- [Given request]
Copy out each of the following lines word for word, without changing anything.

- [Extracted records]
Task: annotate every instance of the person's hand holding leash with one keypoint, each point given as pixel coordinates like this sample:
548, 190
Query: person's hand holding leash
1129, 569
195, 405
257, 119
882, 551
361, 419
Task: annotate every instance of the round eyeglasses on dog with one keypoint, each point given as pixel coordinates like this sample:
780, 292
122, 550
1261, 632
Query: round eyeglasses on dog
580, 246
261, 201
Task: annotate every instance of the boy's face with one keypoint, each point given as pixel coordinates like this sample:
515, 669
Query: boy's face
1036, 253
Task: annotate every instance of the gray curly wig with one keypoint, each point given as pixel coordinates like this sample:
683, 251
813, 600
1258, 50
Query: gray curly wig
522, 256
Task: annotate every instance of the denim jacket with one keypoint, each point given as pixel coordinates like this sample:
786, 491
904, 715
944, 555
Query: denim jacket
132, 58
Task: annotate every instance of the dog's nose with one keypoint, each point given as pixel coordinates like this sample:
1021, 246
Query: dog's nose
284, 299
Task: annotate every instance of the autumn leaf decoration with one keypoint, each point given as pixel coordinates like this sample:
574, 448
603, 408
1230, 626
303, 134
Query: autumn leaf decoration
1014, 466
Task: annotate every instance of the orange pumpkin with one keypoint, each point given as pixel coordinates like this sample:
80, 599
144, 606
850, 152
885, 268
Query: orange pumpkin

- [Exercise output]
Task: annotate every instance of the person's hand holding leash with one keypoint, each point given as pixel coordinates like this sample:
548, 190
Query: person's hand holding leash
1129, 569
195, 405
257, 119
882, 551
361, 419
Task: annotate every instance of the round eyeglasses on dog with one keypoint, each point given as pixel coordinates like this sample:
780, 292
122, 550
1261, 632
Query: round eyeglasses on dog
580, 246
261, 201
Task: annotate every instance of the boy's face with one keypoint, each point given as pixel coordinates like this sample:
515, 669
Query: boy's face
1036, 253
Task: annotate every instance of the gray curly wig with one keypoint, each point given as pixel coordinates like this sample:
683, 251
813, 600
1258, 50
Query: gray curly wig
522, 256
Task: annotate every instance of the denim jacket with one keypoint, each point given as pixel coordinates like this sample:
786, 491
904, 715
944, 555
Query: denim jacket
132, 58
Task: annotate every instance of the dog's nose with one keypoint, each point given as pixel coordinates like this sample:
1021, 246
Query: dog's nose
284, 299
Task: annotate every instance of the autumn leaf decoration with one keypoint, each point given as pixel coordinates like this sample:
574, 448
603, 408
1230, 626
303, 134
Query: autumn leaf decoration
1014, 466
Task: annotate every instance of the orange pumpkin with one keypoint, each point given as pixel coordinates like this sample:
80, 599
144, 606
850, 152
885, 268
Query: orange pumpkin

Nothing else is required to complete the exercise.